▶ **Task to complete**
Every line below that includes the word "pickup" needs to be copied.

▶ **Material shown**
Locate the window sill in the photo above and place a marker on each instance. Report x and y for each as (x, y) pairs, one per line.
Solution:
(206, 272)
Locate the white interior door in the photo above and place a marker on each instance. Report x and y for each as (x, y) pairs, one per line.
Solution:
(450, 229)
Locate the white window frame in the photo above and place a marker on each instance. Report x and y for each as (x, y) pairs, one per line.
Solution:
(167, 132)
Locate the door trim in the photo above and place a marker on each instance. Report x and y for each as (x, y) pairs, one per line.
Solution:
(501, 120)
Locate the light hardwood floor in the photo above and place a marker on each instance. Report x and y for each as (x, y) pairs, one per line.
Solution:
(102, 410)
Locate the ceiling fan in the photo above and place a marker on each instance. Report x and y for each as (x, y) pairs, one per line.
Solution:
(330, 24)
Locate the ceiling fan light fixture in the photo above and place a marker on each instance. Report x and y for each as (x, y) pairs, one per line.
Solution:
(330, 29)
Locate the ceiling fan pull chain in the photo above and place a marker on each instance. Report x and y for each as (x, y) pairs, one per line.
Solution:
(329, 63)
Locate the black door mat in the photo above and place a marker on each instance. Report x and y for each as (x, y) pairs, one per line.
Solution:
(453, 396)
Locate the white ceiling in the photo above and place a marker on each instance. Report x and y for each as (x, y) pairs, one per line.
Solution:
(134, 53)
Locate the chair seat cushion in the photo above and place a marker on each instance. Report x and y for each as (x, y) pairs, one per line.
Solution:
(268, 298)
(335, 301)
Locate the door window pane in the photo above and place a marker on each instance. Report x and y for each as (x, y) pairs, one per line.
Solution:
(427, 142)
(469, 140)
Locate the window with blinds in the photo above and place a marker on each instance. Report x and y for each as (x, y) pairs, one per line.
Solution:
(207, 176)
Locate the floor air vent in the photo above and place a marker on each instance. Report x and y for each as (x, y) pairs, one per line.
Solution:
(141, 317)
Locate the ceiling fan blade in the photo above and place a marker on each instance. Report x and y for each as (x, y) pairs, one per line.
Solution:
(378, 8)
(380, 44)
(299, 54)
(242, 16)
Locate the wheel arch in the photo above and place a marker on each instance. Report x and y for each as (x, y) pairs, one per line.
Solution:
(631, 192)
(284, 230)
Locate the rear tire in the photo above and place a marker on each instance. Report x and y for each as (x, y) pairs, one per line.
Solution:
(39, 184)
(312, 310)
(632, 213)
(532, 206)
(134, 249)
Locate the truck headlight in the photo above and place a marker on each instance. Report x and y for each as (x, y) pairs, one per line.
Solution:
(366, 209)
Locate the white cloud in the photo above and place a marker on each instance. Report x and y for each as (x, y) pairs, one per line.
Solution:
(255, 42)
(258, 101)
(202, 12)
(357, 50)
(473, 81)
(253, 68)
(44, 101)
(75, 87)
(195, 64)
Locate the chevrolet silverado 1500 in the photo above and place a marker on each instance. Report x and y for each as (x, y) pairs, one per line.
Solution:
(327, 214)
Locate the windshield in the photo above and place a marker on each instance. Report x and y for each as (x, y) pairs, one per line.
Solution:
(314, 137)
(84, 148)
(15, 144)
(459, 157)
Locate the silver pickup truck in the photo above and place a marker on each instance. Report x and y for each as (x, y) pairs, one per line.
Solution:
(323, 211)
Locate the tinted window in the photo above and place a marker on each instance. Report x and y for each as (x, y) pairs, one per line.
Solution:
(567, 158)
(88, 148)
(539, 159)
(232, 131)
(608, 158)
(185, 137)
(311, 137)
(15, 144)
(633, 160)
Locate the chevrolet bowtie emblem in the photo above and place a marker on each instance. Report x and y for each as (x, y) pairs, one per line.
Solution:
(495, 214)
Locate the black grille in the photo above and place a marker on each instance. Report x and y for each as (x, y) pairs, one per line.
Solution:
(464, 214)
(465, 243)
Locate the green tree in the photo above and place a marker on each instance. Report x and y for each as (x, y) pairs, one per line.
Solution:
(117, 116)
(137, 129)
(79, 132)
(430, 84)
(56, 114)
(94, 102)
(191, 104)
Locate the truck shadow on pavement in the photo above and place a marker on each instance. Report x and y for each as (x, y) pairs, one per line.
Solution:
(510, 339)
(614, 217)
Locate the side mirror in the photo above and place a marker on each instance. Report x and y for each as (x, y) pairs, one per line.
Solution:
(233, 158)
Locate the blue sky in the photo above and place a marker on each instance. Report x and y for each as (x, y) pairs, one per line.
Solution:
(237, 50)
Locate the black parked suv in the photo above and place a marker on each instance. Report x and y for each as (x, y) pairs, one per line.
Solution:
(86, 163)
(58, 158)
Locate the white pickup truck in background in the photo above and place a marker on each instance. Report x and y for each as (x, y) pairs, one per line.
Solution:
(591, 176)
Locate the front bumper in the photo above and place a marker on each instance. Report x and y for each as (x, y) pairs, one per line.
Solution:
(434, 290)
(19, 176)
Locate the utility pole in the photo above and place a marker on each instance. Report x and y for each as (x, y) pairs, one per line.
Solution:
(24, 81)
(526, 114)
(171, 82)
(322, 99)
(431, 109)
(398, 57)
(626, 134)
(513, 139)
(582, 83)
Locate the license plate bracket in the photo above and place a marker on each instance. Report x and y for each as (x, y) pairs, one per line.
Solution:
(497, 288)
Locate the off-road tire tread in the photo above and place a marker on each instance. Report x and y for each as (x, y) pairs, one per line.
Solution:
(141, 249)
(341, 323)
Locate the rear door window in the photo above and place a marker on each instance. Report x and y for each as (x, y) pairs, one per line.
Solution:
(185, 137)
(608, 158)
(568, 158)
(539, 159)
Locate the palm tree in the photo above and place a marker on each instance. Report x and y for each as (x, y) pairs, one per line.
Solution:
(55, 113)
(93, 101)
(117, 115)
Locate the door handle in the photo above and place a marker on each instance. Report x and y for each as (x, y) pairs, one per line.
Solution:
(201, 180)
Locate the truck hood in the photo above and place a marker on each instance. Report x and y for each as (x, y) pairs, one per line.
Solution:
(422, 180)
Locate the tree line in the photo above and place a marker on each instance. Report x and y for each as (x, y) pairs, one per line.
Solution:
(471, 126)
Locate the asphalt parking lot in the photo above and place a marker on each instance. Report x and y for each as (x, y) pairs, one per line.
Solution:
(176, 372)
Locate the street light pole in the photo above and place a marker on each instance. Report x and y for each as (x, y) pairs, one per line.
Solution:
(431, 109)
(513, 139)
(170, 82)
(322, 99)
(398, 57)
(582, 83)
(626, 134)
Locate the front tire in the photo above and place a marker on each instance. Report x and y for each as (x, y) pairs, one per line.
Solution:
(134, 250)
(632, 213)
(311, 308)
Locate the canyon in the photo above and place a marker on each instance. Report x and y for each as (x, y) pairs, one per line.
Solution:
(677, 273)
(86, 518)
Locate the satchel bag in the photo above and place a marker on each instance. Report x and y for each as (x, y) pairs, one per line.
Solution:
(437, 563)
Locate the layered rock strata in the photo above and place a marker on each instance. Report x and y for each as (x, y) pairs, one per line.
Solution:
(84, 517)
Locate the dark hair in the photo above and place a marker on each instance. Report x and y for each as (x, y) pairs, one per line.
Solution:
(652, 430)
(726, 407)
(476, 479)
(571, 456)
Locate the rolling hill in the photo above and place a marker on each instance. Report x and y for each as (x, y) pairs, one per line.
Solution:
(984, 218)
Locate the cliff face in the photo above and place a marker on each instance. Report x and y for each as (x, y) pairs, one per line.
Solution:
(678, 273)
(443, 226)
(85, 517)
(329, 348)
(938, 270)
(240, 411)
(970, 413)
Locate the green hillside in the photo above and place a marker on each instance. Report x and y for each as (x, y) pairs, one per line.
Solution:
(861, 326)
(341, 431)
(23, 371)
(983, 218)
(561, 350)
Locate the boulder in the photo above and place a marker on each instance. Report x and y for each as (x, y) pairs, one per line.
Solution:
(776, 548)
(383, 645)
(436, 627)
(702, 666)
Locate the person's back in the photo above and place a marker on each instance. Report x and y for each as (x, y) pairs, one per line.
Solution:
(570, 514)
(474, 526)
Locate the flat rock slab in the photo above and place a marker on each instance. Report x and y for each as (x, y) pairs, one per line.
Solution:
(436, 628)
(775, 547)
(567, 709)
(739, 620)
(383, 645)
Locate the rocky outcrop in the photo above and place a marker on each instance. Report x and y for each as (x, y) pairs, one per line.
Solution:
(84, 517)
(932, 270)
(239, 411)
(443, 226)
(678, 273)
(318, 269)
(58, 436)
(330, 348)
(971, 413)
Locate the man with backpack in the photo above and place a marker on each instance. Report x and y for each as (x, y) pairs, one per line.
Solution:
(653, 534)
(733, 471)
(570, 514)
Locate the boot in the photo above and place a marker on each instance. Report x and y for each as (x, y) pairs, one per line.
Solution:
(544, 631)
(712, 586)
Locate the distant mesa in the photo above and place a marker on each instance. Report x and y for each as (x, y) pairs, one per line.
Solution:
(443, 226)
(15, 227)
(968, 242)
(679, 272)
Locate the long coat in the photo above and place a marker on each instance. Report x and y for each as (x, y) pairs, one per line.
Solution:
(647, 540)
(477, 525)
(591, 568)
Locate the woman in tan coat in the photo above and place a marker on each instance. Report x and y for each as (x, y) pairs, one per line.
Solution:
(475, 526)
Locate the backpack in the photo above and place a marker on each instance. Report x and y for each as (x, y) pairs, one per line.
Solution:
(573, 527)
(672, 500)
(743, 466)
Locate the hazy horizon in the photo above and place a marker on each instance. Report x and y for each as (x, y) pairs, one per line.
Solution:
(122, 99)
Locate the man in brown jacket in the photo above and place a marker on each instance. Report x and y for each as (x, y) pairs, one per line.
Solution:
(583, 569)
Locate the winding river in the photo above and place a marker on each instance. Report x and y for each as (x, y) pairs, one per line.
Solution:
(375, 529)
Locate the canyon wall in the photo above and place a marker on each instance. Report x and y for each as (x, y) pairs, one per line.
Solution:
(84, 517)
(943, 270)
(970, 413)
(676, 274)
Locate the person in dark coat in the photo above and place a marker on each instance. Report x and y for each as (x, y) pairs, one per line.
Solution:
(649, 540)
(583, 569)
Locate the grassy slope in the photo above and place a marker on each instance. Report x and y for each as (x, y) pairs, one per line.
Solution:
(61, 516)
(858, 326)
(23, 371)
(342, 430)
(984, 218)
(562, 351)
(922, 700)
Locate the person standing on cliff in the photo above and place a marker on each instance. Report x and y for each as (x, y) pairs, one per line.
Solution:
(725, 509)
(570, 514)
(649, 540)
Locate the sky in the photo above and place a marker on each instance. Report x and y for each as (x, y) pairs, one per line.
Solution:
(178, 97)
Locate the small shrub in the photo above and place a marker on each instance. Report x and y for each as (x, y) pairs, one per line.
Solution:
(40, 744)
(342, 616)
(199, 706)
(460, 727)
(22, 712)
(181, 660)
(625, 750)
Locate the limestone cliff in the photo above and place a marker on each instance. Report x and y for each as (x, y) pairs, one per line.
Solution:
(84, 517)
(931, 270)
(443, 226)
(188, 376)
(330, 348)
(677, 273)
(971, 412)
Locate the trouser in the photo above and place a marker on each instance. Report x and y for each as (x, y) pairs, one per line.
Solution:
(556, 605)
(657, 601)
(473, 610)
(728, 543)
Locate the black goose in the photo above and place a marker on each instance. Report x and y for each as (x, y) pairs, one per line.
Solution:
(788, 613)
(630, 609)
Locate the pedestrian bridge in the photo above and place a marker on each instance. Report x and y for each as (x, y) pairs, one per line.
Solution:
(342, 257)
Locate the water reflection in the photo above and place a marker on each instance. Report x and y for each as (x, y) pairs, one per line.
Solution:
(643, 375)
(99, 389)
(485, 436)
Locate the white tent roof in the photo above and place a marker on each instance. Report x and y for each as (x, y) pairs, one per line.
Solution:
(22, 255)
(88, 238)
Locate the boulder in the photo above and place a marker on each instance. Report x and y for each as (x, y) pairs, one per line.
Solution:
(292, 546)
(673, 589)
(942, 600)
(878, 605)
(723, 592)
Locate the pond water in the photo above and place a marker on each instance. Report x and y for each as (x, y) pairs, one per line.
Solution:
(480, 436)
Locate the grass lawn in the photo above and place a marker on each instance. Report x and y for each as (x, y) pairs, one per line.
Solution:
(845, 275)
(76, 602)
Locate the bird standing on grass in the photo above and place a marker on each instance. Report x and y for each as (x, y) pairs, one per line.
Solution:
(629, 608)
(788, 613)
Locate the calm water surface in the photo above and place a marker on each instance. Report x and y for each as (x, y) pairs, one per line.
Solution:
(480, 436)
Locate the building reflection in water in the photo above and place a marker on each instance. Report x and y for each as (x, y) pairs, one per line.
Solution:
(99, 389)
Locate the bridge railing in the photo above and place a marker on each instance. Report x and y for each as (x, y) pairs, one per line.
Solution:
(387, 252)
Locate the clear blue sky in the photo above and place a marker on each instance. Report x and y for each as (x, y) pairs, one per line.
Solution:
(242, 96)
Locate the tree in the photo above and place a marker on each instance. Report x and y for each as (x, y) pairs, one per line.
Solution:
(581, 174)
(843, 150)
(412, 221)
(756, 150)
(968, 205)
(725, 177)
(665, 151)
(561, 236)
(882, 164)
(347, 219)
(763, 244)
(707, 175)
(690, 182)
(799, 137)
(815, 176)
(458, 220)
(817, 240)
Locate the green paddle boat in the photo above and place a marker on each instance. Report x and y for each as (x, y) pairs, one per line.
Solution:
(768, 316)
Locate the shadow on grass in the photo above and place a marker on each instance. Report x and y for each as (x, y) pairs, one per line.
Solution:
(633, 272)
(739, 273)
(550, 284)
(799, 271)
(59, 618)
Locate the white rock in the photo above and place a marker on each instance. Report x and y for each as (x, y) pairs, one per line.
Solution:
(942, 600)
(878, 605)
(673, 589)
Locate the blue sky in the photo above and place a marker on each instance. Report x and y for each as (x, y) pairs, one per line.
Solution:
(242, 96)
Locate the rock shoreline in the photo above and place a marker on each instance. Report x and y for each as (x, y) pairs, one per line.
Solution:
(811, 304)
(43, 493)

▶ **Answer box**
Locate the silver pickup truck in the photo above and place a marker on each instance. Report x and y for each as (x, y) pairs, one per line.
Locate the white pickup truck in background in the photo above and place a marker on each instance. Report x and y for each as (x, y) pairs, one per line.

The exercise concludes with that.